Written task.
Count the lines of data that contain the word "house", and give only that number.

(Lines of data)
--*--

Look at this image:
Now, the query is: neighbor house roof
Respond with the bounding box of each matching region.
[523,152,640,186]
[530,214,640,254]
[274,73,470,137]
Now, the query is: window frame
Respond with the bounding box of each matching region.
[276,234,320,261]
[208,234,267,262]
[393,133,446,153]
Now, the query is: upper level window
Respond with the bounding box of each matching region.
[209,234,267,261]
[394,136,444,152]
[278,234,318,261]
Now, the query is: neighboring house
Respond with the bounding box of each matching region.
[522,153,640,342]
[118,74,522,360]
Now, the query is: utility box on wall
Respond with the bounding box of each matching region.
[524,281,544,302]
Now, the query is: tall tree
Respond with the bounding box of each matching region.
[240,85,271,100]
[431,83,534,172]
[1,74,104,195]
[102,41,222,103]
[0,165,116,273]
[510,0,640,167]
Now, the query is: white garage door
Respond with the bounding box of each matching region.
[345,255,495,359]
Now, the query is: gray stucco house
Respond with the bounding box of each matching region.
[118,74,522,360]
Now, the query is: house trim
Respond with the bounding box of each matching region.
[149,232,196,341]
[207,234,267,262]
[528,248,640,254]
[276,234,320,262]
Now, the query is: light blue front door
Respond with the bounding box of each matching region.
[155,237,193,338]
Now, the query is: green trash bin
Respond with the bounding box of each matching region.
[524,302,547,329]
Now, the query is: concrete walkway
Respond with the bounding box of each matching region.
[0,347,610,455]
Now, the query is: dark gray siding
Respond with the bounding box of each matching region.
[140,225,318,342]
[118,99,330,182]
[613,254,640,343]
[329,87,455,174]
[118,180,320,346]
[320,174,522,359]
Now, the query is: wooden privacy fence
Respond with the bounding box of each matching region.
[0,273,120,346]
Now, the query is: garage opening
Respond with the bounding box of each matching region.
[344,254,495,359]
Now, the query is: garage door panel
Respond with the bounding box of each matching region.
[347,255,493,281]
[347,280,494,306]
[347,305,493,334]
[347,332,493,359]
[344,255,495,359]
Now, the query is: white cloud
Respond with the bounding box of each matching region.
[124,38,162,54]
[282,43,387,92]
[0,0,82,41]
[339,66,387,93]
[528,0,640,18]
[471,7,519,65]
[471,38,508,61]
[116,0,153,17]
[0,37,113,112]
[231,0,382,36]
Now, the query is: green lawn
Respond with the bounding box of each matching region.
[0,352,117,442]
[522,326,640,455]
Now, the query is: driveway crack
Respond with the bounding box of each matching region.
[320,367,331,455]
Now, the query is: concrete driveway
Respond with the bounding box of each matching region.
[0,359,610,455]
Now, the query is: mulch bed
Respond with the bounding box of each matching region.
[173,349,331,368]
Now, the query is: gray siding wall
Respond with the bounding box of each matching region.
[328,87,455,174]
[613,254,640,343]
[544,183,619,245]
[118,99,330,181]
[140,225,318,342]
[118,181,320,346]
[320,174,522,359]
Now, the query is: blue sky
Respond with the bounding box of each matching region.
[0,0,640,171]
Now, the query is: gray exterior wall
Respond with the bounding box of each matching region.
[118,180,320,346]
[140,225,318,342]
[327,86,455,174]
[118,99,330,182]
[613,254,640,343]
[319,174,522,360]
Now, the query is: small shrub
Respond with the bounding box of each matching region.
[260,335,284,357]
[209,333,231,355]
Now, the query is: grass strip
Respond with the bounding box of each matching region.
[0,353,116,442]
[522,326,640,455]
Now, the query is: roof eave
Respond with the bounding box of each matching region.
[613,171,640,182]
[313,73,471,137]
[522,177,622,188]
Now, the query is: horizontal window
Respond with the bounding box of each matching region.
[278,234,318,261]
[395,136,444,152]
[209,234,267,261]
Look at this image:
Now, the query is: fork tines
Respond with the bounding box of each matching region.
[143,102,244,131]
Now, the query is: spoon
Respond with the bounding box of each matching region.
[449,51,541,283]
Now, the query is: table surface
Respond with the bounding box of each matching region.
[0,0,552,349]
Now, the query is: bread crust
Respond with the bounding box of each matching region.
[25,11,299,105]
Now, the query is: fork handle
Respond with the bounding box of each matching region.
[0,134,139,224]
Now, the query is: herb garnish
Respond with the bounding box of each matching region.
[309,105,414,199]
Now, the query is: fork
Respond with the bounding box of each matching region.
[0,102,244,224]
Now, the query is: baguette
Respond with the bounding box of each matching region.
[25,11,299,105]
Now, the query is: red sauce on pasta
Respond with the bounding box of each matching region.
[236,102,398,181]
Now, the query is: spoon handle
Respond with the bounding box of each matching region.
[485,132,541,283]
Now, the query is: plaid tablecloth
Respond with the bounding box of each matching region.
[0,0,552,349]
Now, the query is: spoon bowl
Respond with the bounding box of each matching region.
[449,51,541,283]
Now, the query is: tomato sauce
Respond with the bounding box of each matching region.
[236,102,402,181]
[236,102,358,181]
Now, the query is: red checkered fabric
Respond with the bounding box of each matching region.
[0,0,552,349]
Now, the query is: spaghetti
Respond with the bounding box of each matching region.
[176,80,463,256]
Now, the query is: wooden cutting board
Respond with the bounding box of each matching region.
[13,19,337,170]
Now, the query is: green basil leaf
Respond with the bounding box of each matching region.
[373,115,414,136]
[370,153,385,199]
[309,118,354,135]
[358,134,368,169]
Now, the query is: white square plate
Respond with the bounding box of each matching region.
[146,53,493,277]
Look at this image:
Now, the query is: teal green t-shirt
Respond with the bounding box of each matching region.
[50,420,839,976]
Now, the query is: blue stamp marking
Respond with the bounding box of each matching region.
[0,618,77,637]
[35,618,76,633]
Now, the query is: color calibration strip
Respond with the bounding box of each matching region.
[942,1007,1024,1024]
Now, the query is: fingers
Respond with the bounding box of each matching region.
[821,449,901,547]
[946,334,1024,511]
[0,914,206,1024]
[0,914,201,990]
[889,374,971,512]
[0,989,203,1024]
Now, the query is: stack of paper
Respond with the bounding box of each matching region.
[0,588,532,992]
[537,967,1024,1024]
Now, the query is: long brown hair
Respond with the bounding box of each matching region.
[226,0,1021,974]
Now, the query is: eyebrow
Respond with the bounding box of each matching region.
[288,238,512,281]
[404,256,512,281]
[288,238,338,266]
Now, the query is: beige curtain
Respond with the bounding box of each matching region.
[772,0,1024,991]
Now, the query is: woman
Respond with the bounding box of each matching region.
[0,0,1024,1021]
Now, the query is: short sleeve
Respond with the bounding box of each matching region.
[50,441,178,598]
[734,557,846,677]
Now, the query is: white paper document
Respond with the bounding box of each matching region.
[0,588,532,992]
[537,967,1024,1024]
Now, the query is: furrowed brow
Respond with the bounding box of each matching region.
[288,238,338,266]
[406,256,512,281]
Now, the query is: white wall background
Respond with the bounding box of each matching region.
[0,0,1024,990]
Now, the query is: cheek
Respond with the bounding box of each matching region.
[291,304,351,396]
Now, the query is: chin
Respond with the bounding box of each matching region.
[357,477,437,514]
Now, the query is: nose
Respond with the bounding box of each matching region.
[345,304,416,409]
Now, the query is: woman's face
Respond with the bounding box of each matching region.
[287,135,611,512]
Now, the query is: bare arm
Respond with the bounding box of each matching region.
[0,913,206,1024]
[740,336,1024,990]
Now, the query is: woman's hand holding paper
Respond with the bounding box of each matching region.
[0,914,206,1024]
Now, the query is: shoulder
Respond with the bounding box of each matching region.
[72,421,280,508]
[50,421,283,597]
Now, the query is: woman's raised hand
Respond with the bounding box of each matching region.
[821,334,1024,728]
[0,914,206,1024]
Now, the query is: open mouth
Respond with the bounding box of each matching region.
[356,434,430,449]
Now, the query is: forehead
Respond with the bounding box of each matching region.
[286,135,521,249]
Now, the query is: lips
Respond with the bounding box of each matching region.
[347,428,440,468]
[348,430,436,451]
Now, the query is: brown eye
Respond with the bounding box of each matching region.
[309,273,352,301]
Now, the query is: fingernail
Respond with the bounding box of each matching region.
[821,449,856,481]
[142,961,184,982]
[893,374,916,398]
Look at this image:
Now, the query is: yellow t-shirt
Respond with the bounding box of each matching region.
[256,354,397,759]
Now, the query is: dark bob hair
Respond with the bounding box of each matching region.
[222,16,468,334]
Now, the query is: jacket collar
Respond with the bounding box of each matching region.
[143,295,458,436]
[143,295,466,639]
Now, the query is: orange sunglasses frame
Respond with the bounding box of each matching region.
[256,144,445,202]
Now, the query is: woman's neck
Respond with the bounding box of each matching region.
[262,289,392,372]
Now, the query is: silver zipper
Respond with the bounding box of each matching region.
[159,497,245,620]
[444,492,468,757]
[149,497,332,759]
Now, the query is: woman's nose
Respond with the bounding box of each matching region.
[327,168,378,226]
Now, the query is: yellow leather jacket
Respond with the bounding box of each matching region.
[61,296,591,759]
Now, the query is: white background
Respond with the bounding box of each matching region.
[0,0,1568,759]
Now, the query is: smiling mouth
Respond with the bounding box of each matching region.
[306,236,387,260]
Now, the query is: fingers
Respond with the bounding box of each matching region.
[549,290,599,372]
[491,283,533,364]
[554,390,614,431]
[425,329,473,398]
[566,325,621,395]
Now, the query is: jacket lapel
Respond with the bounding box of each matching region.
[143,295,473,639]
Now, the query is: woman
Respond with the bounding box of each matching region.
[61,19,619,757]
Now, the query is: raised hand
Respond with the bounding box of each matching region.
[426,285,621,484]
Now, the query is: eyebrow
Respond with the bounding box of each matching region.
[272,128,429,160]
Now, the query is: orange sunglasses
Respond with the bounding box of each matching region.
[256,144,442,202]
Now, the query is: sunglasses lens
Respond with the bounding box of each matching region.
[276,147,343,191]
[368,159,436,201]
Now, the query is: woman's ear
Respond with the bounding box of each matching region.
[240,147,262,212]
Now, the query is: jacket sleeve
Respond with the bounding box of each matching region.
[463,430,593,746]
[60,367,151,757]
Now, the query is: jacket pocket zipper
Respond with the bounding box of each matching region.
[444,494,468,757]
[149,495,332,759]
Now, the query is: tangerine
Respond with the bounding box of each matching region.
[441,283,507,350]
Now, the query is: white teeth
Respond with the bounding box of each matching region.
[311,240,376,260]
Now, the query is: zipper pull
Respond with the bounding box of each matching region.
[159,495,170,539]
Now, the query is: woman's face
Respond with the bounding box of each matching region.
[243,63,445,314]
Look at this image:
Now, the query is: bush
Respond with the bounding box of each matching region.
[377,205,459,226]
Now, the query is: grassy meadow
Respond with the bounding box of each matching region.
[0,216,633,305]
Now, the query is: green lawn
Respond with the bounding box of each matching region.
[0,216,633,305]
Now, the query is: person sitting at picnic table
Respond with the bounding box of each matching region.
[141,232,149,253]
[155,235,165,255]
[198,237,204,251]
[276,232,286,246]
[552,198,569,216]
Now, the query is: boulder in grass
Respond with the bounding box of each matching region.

--*--

Full answer.
4